Copy the material below, substituting "a single point" for each occurrence of "one point" and leaving everything else unchanged.

+-------+

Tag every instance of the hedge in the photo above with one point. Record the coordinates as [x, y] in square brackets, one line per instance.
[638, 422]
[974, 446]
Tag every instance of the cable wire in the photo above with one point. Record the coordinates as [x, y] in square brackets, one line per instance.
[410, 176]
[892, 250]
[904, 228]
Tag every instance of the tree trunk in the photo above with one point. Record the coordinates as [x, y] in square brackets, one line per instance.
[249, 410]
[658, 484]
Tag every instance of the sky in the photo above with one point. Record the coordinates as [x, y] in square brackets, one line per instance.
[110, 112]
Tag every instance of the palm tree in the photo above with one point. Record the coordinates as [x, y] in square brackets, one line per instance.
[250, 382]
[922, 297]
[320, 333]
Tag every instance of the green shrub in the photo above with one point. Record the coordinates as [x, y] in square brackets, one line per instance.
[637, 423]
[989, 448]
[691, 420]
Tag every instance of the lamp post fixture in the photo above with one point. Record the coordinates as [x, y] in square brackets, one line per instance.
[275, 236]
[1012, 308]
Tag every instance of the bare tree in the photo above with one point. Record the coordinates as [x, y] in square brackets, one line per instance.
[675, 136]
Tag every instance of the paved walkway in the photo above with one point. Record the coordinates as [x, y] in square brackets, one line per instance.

+-------+

§ Result of the exercise:
Tag every instance of the hedge in the photo above with a single point. Record the coordinates as [x, y] in square brackets, one line per instance.
[638, 422]
[974, 446]
Tag every instance of the cable wire in the photo above with a single point. Record the coordinates as [x, y] in square brackets, one line per instance.
[410, 176]
[892, 250]
[904, 228]
Tag every instance of the tree trunk in the photo above with a single point. Record the coordinates as [x, y] in square brackets, one line per instance.
[249, 410]
[658, 484]
Tag every instance of the sky in the photo above with a single point. Record the coordinates as [x, y] in square brackets, one line per instance.
[110, 112]
Tag every instance of the palm tree in the photo above with a single point. Record the coordinates as [x, y] in square brackets, one line per instance.
[250, 382]
[922, 297]
[320, 333]
Tag every instance of the green shrub in the photo above with a single point. Record the coordinates as [x, y] in square brackets, one line per instance.
[637, 423]
[989, 448]
[691, 420]
Tag every instance of the lamp post fixture in the photo above with a single point. Record the coordinates as [x, y] in square brackets, one line per instance.
[275, 236]
[1012, 308]
Tag every instance of the bare tree in the photo above with a single point. Record the coordinates as [x, y] in square brackets, one line per instance.
[675, 136]
Tag every instance of the paved walkway in the photo above with a single point. Record the coordinates as [x, y] in square brackets, one line per instance.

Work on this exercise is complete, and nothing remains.